▸ Seçilmiş Bölüm:

____

MART-NİSAN 2019 / RÖPORTAJ
“Ormancı yazın kor, kışın kar üzerindedir”
Canan YALÇIN SEVER
Fatih COŞKUN
21 Mart, “Dünya Ormancılık Günü”, 21 Mart’ı içerisine alan hafta da “Orman Haftası” olarak kutlanmaktadır.
Ağaçlar yandığı zaman benim canım yanıyor. Yangın anında hiçbir şey düşünmüyorsunuz. Bir an önce oraya varmak, bir an önce müdahale etmek istiyorsunuz.
Avrupa Tarım Federasyonu(CEA) 21 Mart gününü, kuzey yarım kürede ilkbaharın, güney yarım kürede de sonbaharın başlangıç günü olarak kabul etmiş ve Birleşmiş Milletler Gıda Örgütü (FAO) kanalı ile bunun bütün dünya ülkelerine tavsiye edilmesini sağlamıştır. O günden bu yana 21 Mart, “Dünya Ormancılık Günü”, 21 Mart’ı içerisine alan hafta da “Orman Haftası” olarak kutlanmaktadır. 1975 yılında bu uygulamaya dahil olan ülkemizde de bu gün ve hafta çeşitli etkinliklerle kutlanıyor.

____

▸ Çalışma Yönergeleri:
1. Ormancılık günüyle ilgili metinde "MART-NİSAN 2019 /" ile "çeşitli etkinliklerle kutlanıyor." arasındaki kısmı, bu ifadeler de dahil olmak üzere, "Orman Haftası" yerine "Ormancılık Haftası" koyarak değiştiriniz.
2. Ormancılık günü üzerine yapılan röportajın devamını, metnin son cümlesinden sonrasını getirerek yazınız.
Ardından gelen satırlar başka bir kaynaktan alınmıştır.

Bölge sınırı girdileri
____

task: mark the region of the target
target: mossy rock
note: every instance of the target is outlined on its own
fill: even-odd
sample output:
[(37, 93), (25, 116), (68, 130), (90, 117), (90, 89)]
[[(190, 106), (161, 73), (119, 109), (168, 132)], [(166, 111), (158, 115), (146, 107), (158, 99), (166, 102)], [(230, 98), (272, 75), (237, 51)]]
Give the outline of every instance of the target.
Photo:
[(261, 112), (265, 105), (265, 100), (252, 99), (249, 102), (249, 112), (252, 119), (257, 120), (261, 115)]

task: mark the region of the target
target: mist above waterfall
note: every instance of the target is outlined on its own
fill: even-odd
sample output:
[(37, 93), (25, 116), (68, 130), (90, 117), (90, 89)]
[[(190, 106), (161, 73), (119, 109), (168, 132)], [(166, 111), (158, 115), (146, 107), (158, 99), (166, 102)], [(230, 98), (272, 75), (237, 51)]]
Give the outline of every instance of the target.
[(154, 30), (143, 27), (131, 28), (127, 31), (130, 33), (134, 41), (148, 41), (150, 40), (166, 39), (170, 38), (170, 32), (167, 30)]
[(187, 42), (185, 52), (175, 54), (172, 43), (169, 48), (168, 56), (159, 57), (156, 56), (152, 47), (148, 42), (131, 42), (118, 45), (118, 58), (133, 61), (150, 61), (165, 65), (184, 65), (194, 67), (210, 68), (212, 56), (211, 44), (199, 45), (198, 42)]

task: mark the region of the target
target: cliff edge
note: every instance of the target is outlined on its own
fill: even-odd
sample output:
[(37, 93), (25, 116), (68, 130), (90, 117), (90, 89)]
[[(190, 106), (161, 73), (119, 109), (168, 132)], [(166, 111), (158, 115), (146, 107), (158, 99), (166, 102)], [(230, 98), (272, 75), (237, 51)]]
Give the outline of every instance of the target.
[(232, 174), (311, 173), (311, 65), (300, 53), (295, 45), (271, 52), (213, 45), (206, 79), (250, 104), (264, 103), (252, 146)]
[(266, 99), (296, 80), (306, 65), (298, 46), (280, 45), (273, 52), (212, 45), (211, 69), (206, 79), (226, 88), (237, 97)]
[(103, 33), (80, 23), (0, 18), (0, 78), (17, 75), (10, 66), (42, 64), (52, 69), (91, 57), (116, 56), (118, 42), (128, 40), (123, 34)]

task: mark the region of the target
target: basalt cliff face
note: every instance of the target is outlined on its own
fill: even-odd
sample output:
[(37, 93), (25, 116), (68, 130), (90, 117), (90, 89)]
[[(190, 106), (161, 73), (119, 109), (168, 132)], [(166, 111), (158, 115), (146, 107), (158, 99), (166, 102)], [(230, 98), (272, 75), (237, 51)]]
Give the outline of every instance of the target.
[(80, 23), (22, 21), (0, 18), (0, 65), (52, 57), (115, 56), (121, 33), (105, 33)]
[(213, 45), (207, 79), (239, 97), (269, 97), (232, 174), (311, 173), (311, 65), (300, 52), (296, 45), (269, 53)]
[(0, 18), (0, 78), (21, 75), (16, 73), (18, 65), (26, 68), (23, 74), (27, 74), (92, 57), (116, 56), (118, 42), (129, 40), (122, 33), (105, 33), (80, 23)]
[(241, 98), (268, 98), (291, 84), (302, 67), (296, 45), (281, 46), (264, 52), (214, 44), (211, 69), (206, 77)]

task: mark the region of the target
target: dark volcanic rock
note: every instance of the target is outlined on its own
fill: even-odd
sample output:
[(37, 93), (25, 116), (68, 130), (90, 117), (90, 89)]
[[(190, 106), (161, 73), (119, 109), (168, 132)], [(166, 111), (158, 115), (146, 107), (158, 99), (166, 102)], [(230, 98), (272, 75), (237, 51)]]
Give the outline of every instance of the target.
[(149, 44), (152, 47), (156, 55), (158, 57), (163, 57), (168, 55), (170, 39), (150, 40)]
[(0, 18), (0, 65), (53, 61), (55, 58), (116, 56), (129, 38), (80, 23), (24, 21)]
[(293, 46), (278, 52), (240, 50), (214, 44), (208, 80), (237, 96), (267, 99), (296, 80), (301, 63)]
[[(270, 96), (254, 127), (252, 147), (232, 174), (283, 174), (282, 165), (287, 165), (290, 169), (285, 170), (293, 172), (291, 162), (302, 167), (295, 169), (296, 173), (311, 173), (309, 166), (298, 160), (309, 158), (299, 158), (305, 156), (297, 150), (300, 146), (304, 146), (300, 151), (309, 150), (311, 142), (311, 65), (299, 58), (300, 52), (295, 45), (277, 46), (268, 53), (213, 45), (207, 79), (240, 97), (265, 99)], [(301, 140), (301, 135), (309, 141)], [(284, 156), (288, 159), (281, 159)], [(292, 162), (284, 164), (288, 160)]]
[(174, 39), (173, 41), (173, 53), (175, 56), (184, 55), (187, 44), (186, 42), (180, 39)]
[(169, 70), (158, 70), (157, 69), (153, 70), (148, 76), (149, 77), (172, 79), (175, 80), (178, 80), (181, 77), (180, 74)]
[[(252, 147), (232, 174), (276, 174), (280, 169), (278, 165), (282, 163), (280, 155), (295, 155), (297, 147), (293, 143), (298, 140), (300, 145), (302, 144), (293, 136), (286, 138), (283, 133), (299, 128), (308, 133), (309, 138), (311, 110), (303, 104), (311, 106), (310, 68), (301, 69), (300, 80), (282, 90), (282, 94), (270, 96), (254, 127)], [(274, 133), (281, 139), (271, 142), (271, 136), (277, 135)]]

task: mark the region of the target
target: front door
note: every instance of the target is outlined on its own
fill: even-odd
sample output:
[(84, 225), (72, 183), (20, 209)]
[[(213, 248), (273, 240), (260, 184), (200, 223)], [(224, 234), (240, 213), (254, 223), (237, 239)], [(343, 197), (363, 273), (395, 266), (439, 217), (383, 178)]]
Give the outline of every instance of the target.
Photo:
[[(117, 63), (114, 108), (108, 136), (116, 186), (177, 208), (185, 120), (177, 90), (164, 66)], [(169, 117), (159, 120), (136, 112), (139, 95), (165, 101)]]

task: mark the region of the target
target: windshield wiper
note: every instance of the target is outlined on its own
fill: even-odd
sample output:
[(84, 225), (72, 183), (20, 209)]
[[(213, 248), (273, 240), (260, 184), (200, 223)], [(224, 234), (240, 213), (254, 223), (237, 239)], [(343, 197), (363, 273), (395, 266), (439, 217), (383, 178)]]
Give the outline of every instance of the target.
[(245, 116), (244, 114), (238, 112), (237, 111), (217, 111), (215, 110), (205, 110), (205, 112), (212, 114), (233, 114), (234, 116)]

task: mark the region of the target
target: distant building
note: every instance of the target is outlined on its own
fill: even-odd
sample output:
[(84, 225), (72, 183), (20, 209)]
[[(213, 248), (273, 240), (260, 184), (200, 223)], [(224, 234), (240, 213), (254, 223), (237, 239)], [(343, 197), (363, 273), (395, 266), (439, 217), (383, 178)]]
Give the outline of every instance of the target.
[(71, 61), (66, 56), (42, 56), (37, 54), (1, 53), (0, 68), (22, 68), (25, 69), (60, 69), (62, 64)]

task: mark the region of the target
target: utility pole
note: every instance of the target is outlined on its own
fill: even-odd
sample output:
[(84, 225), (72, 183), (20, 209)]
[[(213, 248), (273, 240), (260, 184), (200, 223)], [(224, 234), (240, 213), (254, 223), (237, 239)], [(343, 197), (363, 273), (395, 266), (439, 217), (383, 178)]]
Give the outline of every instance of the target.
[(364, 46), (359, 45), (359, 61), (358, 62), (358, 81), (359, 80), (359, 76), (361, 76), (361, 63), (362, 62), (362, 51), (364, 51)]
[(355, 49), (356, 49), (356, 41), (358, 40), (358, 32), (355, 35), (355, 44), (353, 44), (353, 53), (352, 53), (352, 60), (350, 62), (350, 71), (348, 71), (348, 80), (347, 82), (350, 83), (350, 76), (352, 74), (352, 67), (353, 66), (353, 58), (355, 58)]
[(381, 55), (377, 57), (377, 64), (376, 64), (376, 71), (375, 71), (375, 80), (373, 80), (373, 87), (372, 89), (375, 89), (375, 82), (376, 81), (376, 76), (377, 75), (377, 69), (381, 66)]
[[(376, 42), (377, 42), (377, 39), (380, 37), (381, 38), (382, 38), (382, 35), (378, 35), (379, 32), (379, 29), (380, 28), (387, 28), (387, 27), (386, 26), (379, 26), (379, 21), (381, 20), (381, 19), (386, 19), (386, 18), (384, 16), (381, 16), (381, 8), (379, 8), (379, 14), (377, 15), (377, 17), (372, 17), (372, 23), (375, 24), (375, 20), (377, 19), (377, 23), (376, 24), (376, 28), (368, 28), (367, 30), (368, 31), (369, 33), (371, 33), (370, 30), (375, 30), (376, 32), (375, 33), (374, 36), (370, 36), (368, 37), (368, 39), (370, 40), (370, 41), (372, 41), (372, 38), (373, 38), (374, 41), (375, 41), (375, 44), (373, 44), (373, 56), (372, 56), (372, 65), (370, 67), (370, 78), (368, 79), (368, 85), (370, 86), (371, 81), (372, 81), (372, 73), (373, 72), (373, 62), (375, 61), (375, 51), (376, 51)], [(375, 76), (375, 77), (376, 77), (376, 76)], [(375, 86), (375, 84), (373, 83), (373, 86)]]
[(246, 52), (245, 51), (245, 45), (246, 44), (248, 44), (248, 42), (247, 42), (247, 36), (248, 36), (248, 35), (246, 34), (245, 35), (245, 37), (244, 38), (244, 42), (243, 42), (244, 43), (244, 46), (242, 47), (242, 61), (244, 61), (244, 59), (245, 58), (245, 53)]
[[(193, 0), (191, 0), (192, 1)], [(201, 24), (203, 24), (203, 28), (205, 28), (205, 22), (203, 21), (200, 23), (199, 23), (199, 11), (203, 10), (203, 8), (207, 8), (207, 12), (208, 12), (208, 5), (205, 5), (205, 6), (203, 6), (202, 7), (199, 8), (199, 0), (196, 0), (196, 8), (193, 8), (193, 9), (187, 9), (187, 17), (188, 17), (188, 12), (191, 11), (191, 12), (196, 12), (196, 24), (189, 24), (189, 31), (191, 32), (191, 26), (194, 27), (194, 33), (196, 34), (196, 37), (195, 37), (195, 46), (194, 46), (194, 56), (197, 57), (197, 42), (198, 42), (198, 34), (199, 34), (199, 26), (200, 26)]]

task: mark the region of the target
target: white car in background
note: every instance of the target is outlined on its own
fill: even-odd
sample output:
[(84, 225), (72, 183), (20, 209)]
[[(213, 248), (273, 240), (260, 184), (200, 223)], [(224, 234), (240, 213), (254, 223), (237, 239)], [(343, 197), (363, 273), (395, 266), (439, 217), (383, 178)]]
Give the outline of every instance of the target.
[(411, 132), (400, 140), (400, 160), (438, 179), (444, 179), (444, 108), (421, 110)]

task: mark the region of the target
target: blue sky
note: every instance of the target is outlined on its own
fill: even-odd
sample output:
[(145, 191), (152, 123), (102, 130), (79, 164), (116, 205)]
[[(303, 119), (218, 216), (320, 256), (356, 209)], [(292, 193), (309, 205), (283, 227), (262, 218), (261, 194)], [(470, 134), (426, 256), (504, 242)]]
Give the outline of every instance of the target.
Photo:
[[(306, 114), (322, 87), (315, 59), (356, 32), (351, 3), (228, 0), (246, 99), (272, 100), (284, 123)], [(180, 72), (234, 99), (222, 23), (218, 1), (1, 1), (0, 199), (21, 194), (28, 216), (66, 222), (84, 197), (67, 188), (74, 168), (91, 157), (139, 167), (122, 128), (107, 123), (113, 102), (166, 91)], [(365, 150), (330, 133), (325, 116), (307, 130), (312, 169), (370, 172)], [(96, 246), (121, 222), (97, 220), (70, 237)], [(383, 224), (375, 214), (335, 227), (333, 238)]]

____

▸ Görev Yanıtları:
1.
MART-NİSAN 2019 / RÖPORTAJ
“Ormancı yazın kor, kışın kar üzerindedir”
Canan YALÇIN SEVER
Fatih COŞKUN
21 Mart, “Dünya Ormancılık Günü”, 21 Mart’ı içerisine alan hafta da “Ormancılık Haftası” olarak kutlanmaktadır.
Ağaçlar yandığı zaman benim canım yanıyor. Yangın anında hiçbir şey düşünmüyorsunuz. Bir an önce oraya varmak, bir an önce müdahale etmek istiyorsunuz.
Avrupa Tarım Federasyonu(CEA) 21 Mart gününü, kuzey yarım kürede ilkbaharın, güney yarım kürede de sonbaharın başlangıç günü olarak kabul etmiş ve Birleşmiş Milletler Gıda Örgütü (FAO) kanalı ile bunun bütün dünya ülkelerine tavsiye edilmesini sağlamıştır. O günden bu yana 21 Mart, “Dünya Ormancılık Günü”, 21 Mart’ı içerisine alan hafta da “Ormancılık Haftası” olarak kutlanmaktadır. 1975 yılında bu uygulamaya dahil olan ülkemizde de bu gün ve hafta çeşitli etkinliklerle kutlanıyor.

2.
Ormanların yeryüzü ve canlılar için yaşam kaynağı olduğunu hepimiz biliyoruz. Acaba ormanı ve dolayısıyla dünyayı korumak adına üstümüze düşen görevleri yeterince yerine getirebiliyor muyuz? Bu sorunun cevabını tam olarak verebilmek biraz güç olsa da ormanları ve içinde barındırdığı her şeyi korumak için orman muhafaza memurları gece gündüz demeden, her an tetikte ormanlarımızı –özellikle de insanların verdiği zararlardan-korumaya çalışıyor. Biz de Dünya Ormancılık Günü ve Orman Haftası vesilesiyle Ankara Orman İşletme Şefliğinde çalışan orman muhafaza memuruyla samimi bir sohbet gerçekleştirdik. Erol Çaklı mesleğini ve yaşadıklarını anlatırken “bu da mı orman muhafaza memurunun göreviymiş” demeden kendimizi alamadık.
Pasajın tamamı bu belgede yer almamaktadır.